◆ Text passage:
— Start —
The Newfane Country Store in Vermont
Newfane Country Store proprietor Marilyn Distelberg worries that news coverage of Hurricane Irene may cause visitors to cancel trips to see the state's colorful autumn foliage. Photographer: Bob Distelberg via Bloomberg

Vermont country store proprietor Marilyn Distelberg is worried. Not about getting local cheddar cheese or maple syrup: She has plenty. It’s the news coverage of Hurricane Irene that may be telling leaf peepers to stay home.

“Some people will see all the images of the damage and figure there’s no sense making the trip,” said Distelberg, who runs the Newfane Country Store with her husband, Bob.

Owners of country stores, inns, bus companies, cider mills and syrup farms that depend on the state’s colorful autumn foliage are growing anxious as the season is set to begin in three weeks. Innkeepers are already fielding cancellation calls while state officials strategize on ways to minimize damage to Vermont’s $1.4 billion-a-year tourist industry.

“We will suffer,” said Megan Smith, state commissioner of tourism and marketing and a former innkeeper for 14 years. “But I also think we can recover a lot, especially if we have good weather.”
— End —
◆ Material:
— Start —
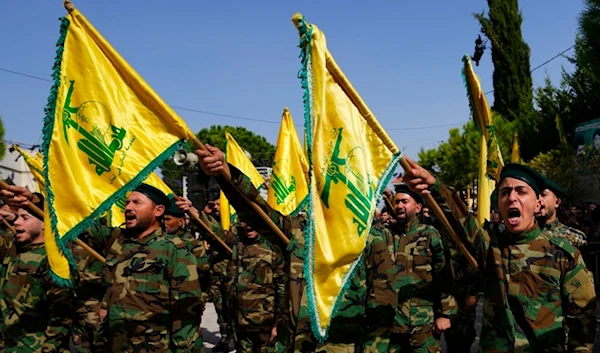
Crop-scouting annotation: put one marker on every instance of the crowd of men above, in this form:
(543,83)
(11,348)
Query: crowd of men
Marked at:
(413,285)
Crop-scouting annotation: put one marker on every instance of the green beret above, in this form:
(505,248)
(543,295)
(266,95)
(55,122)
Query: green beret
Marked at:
(403,188)
(524,173)
(172,209)
(557,190)
(154,194)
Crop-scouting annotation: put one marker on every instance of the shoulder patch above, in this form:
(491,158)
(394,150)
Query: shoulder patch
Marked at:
(177,241)
(564,244)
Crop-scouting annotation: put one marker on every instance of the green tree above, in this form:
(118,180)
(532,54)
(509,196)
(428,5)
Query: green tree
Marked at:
(2,145)
(510,55)
(456,161)
(556,164)
(584,82)
(261,150)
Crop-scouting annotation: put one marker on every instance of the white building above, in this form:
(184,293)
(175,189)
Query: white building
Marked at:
(13,167)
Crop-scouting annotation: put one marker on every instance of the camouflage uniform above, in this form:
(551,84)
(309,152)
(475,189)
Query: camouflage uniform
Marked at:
(153,292)
(220,271)
(257,272)
(461,334)
(347,323)
(196,247)
(37,315)
(89,293)
(532,284)
(576,237)
(409,267)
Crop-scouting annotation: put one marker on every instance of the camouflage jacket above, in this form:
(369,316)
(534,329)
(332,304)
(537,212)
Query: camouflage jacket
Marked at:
(257,270)
(91,272)
(153,292)
(37,314)
(346,324)
(574,236)
(533,286)
(219,256)
(410,277)
(196,247)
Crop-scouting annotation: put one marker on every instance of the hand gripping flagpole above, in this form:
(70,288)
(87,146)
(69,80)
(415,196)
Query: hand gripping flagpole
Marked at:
(33,208)
(349,90)
(252,204)
(196,218)
(70,7)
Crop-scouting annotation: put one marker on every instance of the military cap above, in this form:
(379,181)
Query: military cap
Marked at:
(153,194)
(403,188)
(524,173)
(172,209)
(39,202)
(557,190)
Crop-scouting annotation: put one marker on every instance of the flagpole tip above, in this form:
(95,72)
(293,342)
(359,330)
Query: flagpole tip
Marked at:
(68,6)
(300,23)
(297,18)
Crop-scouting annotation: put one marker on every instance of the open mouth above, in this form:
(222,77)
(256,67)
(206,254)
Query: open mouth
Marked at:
(514,216)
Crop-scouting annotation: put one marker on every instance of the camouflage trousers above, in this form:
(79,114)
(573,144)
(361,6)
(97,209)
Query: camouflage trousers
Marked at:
(87,329)
(422,342)
(377,341)
(219,297)
(254,342)
(461,335)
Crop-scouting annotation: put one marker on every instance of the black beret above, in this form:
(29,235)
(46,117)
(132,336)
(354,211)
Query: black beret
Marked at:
(172,209)
(524,173)
(154,194)
(403,188)
(557,190)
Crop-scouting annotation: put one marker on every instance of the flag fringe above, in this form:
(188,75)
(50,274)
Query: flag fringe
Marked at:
(50,111)
(301,206)
(71,235)
(465,60)
(305,76)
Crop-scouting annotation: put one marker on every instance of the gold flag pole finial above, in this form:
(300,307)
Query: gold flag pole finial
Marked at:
(298,20)
(69,6)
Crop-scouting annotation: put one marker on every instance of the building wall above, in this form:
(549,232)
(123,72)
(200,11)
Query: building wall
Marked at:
(13,167)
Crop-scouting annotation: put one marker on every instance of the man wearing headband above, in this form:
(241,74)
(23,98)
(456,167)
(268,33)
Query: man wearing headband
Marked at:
(174,222)
(535,286)
(421,282)
(257,273)
(36,314)
(219,262)
(153,289)
(348,323)
(552,197)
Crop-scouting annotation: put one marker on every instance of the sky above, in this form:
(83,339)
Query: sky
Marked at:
(240,58)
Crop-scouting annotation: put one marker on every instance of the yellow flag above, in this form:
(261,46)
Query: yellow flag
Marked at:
(117,214)
(288,189)
(227,212)
(105,131)
(490,163)
(237,157)
(516,156)
(36,166)
(351,161)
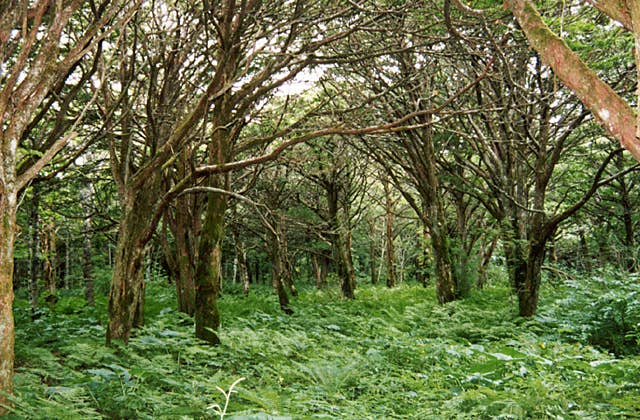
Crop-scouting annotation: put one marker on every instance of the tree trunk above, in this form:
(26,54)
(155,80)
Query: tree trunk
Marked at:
(241,258)
(424,260)
(274,244)
(446,285)
(87,263)
(186,257)
(345,266)
(48,240)
(34,246)
(530,286)
(8,207)
(208,267)
(373,251)
(390,251)
(287,276)
(126,298)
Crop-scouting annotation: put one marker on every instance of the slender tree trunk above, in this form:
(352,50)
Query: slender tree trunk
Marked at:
(424,260)
(286,267)
(68,279)
(48,236)
(278,269)
(486,252)
(345,266)
(8,207)
(529,290)
(241,259)
(208,267)
(186,257)
(34,246)
(373,251)
(390,251)
(126,298)
(316,270)
(87,263)
(446,284)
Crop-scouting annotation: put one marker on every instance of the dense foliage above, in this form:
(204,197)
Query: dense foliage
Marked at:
(392,353)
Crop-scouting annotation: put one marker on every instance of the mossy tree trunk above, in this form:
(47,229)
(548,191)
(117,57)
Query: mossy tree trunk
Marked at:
(208,267)
(126,298)
(278,266)
(8,207)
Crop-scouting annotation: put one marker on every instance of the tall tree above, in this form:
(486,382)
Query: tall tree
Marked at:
(613,111)
(39,51)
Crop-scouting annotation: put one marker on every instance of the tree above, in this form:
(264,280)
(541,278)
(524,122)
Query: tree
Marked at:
(39,53)
(612,110)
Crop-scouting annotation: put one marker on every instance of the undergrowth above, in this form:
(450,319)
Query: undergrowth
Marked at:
(388,354)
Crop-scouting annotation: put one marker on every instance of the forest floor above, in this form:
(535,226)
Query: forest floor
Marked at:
(391,353)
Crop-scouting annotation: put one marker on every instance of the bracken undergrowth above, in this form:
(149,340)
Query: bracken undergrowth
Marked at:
(391,353)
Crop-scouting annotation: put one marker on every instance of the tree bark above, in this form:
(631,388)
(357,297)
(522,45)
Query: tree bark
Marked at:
(390,251)
(126,298)
(34,246)
(373,251)
(208,268)
(274,242)
(613,112)
(87,263)
(48,240)
(8,206)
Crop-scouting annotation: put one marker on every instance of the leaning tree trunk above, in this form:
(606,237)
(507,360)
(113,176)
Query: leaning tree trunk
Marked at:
(446,284)
(126,298)
(208,268)
(530,288)
(278,269)
(434,219)
(186,255)
(49,251)
(34,246)
(87,263)
(345,264)
(8,207)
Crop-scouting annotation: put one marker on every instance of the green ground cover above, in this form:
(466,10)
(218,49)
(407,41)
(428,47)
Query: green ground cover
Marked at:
(389,354)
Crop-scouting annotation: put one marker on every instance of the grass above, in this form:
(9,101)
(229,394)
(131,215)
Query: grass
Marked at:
(389,354)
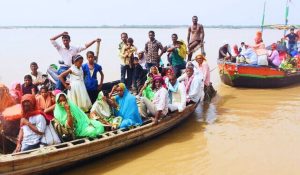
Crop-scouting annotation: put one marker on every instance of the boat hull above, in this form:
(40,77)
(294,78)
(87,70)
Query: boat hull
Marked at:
(55,156)
(236,75)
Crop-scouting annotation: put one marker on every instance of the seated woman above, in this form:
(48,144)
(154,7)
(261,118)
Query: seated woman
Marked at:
(16,92)
(46,102)
(5,99)
(125,106)
(177,94)
(32,125)
(72,117)
(250,55)
(273,58)
(261,52)
(158,107)
(146,90)
(102,111)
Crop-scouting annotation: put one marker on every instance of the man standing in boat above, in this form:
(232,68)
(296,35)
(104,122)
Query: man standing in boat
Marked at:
(195,37)
(66,53)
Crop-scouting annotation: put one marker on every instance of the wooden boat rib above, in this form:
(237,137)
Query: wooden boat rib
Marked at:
(252,76)
(49,157)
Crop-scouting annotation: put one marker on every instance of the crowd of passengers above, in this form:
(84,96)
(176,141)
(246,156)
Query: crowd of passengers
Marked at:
(78,108)
(258,54)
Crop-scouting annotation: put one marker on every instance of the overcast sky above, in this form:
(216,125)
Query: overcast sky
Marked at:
(143,12)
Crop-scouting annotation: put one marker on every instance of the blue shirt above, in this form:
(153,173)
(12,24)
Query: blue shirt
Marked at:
(90,81)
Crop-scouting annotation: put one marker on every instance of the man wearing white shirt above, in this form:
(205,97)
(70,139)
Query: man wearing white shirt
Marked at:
(32,125)
(66,53)
(193,84)
(177,94)
(158,107)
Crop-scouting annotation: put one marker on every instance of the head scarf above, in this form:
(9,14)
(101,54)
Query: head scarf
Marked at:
(101,107)
(122,86)
(182,51)
(17,94)
(34,110)
(156,70)
(84,127)
(6,100)
(157,78)
(127,109)
(200,56)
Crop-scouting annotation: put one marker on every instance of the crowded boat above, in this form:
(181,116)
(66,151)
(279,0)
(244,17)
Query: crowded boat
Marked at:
(69,101)
(260,66)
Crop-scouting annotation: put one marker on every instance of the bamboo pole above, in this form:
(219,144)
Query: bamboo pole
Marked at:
(97,50)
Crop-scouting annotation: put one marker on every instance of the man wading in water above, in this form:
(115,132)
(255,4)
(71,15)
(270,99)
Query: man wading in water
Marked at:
(195,38)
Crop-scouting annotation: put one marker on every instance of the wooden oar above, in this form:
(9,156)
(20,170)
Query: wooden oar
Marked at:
(97,50)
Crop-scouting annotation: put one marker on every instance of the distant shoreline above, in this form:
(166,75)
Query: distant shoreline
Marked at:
(131,26)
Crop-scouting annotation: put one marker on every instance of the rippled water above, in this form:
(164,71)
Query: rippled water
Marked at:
(243,131)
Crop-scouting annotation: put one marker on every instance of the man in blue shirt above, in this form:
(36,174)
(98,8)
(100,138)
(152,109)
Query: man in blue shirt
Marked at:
(292,40)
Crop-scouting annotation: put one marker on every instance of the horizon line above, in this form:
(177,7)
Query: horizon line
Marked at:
(126,26)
— End —
◆ Tasks to perform:
a) According to the passage on Vermont tourism after Hurricane Irene, how much is the state's tourist industry worth each year?
b) Resume the passage on Vermont tourism after Hurricane Irene, picking up right after its last sentence.
The items aren't needed for what follows.

◆ Answers per task:
a) $1.4 billion a year.

b)
Irene blew through the Green Mountain State on Aug. 28 with eight inches of rain, shutting down 260 roads and scores of bridges, leaving three dead and thousands temporarily stranded in what Governor Peter Shumlin called the worst flooding in 75 years. The sunny weather since has helped speed recovery. Towns cut off by the storm have been opened, rivers have crested and some are receding, said Susan Allen, a spokeswoman for Shumlin.

Mixed Feelings

Still, serious infrastructure disruptions remain, according to the governor. Passage through popular foliage roads such as the east-west Route 4 may hamper rebuilding, said Chris Nyberg, president of Killington/Pico Ski Resort Partners LLC.

Predicting how quickly things will get back to normal is nerve-wracking, said resort owner Jimmy LeSage.

“One minute, I want to close up and head for Florida,” said LeSage, 60, the owner of the New Life Hiking Spa in Killington. “The next I want to keep a great thing going.”

The storm, which stranded thousands in the Killington region for three days until a road was opened, resulted in mass cancellations for LeSage. His average of 40 to 50 daily guests had dropped yesterday to one Texas woman “who came in anyway because she was sick of the heat down there,” he said.

Bruce Pfander, who runs the Four Columns Inn in Newfane, said he’s most concerned about would-be visitors themselves hit hard by Irene in core markets like Massachusetts and New York. One man who called to cancel reservations had been living without electricity for the past week.

“He was grouchy, in no mood to go anywhere,” Pfander said.

Coping With Cancellations

Distelberg, the country store owner, said Newfane saw little or no damage, save some backyard flooding. In neighboring South Newfane, the surging Rock River destroyed at least a dozen homes. She said the problem for her business is negative publicity by association.

The Waybury Inn in East Middlebury, which served as the exterior of the fictitious Stratford Inn in Bob Newhart’s TV sitcom, was also unscathed. The Middlebury River behind the inn overflowed and caused some basement flooding without serious damage, according to owner Joe Sutton, who’s already had six cancellations.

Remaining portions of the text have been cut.